■ **WHAT TO WORK ON**
Convert all the following data into a numbered list, one line per item, leaving out any blank lines.

--- begin DATA ENTRIES ---

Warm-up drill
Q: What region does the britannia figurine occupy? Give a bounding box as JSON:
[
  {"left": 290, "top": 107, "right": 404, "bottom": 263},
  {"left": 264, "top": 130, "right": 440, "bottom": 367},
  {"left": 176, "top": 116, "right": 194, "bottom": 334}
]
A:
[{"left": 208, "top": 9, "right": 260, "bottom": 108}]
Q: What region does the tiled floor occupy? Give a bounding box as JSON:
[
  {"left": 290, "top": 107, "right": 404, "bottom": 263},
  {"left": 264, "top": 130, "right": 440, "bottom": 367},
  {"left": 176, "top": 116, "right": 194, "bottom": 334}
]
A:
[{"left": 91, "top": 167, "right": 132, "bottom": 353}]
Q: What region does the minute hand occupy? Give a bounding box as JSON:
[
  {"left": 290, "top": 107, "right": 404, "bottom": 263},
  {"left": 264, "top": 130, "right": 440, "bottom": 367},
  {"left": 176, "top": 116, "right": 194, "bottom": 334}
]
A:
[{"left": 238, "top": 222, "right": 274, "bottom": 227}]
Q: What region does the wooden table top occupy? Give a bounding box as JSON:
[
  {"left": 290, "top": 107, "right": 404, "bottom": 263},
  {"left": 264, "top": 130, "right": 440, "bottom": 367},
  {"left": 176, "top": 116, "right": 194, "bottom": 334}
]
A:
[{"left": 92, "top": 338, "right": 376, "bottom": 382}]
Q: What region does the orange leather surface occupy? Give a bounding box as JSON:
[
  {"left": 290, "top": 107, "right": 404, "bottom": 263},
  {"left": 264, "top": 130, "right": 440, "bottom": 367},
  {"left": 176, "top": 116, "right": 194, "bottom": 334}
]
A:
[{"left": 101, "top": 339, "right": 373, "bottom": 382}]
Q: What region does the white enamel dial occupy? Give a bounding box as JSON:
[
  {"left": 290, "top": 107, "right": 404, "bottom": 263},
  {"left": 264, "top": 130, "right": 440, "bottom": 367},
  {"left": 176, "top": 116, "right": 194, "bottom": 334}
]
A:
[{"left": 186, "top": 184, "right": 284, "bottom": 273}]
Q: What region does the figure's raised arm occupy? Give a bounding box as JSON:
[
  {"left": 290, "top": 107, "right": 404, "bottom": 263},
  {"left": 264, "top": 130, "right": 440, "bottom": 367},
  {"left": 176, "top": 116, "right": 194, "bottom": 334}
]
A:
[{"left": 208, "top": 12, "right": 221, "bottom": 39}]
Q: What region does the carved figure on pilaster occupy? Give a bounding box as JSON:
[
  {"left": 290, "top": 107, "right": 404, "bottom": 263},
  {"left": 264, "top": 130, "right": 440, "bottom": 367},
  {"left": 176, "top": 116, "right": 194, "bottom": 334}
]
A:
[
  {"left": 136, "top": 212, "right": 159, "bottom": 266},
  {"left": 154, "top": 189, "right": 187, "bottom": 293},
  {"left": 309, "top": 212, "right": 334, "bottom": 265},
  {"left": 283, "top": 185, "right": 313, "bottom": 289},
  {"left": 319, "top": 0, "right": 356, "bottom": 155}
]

--- end DATA ENTRIES ---

■ **EXPECTED ANSWER**
1. Warm-up drill
2. Q: What region does the britannia figurine occupy? Give a bounding box as JSON:
3. [
4.   {"left": 290, "top": 107, "right": 404, "bottom": 263},
5.   {"left": 264, "top": 130, "right": 440, "bottom": 367},
6.   {"left": 176, "top": 116, "right": 194, "bottom": 334}
7. ]
8. A:
9. [{"left": 208, "top": 9, "right": 260, "bottom": 108}]
10. Q: What region does the tiled floor occupy? Give a bounding box as JSON:
11. [
12.   {"left": 290, "top": 107, "right": 404, "bottom": 263},
13.   {"left": 264, "top": 130, "right": 440, "bottom": 367},
14.   {"left": 176, "top": 116, "right": 194, "bottom": 334}
15. ]
16. A:
17. [{"left": 91, "top": 167, "right": 132, "bottom": 353}]
18. Q: What region does the minute hand occupy? Give a bounding box as JSON:
19. [
20.   {"left": 290, "top": 107, "right": 404, "bottom": 263},
21.   {"left": 264, "top": 130, "right": 440, "bottom": 367},
22.   {"left": 176, "top": 116, "right": 194, "bottom": 334}
23. ]
24. A:
25. [{"left": 238, "top": 222, "right": 274, "bottom": 227}]
26. Q: What region does the wooden table top occupy? Give a bounding box as JSON:
27. [
28.   {"left": 290, "top": 107, "right": 404, "bottom": 263},
29.   {"left": 264, "top": 130, "right": 440, "bottom": 367},
30.   {"left": 176, "top": 116, "right": 194, "bottom": 334}
31. ]
32. A:
33. [{"left": 92, "top": 338, "right": 376, "bottom": 382}]
34. Q: What region does the orange leather surface occupy? Give a bounding box as JSON:
35. [
36.   {"left": 290, "top": 107, "right": 404, "bottom": 263},
37.   {"left": 264, "top": 130, "right": 440, "bottom": 367},
38.   {"left": 176, "top": 116, "right": 194, "bottom": 334}
39. ]
40. A:
41. [{"left": 101, "top": 339, "right": 373, "bottom": 382}]
42. Q: What region does the white enamel dial occupy? Give a bounding box as JSON:
43. [
44.   {"left": 290, "top": 107, "right": 404, "bottom": 263},
45.   {"left": 264, "top": 130, "right": 440, "bottom": 367},
46.   {"left": 176, "top": 116, "right": 194, "bottom": 334}
47. ]
48. A:
49. [{"left": 186, "top": 184, "right": 284, "bottom": 273}]
50. Q: What region does the figure's raised arm occupy? Give a bounding box as JSON:
51. [
52.   {"left": 290, "top": 107, "right": 404, "bottom": 263},
53.   {"left": 264, "top": 130, "right": 440, "bottom": 367},
54.   {"left": 176, "top": 116, "right": 194, "bottom": 334}
55. ]
56. A:
57. [{"left": 208, "top": 12, "right": 221, "bottom": 39}]
58. Q: What region does the carved figure on pilaster occupy? Give a bounding box as JSON:
59. [
60.   {"left": 290, "top": 107, "right": 404, "bottom": 263},
61.   {"left": 264, "top": 130, "right": 440, "bottom": 367},
62.   {"left": 176, "top": 116, "right": 194, "bottom": 334}
63. ]
64. A:
65. [
66.   {"left": 136, "top": 212, "right": 159, "bottom": 266},
67.   {"left": 154, "top": 189, "right": 187, "bottom": 293},
68.   {"left": 309, "top": 212, "right": 334, "bottom": 265},
69.   {"left": 283, "top": 185, "right": 313, "bottom": 289},
70.   {"left": 319, "top": 0, "right": 356, "bottom": 155}
71. ]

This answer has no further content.